Prompt. Find how many lines of the following entries contain "screen". Reply with the number alone.

---------- Record set ----------

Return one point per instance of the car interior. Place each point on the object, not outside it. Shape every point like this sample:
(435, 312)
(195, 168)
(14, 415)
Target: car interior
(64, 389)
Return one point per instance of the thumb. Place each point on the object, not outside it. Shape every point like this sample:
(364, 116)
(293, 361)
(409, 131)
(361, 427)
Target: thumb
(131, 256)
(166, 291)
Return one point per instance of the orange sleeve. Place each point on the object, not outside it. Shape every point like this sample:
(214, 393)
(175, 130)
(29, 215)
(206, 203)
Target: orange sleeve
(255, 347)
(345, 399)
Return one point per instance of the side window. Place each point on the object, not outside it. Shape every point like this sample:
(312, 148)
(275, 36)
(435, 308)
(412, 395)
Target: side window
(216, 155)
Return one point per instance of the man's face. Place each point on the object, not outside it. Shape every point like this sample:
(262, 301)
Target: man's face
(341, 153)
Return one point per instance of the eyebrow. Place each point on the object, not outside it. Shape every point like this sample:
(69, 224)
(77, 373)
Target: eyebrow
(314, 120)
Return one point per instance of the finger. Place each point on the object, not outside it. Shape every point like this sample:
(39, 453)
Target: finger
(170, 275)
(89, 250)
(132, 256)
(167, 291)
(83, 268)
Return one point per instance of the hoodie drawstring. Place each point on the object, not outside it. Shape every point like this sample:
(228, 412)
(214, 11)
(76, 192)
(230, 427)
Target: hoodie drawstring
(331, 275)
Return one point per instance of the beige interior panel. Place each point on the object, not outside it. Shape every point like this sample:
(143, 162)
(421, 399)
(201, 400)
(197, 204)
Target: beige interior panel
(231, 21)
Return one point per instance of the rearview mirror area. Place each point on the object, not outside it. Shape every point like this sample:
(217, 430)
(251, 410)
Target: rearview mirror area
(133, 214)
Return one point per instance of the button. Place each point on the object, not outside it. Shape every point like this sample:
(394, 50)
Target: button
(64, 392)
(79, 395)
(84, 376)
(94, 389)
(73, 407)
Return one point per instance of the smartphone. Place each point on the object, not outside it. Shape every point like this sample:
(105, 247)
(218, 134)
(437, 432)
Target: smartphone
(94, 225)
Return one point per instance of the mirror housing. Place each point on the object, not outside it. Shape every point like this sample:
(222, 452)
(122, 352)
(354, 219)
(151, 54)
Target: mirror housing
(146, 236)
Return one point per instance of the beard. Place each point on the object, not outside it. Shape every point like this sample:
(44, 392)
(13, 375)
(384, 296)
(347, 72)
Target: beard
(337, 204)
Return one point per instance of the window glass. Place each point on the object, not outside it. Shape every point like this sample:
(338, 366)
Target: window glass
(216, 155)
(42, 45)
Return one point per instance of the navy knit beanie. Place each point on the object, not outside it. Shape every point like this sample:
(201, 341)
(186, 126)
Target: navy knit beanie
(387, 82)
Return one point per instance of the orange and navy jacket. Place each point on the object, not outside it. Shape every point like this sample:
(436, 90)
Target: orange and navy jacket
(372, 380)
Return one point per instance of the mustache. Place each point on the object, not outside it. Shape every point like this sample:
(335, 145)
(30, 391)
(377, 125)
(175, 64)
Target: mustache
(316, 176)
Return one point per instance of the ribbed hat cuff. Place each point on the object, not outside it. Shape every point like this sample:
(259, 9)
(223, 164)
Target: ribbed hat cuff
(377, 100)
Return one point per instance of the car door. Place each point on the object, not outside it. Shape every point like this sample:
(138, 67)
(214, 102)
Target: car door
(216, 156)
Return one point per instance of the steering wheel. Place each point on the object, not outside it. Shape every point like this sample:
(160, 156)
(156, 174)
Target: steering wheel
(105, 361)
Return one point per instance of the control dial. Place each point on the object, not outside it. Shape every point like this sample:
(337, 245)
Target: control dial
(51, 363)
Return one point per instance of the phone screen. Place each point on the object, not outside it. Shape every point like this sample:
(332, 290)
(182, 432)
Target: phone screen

----------

Written solution. 2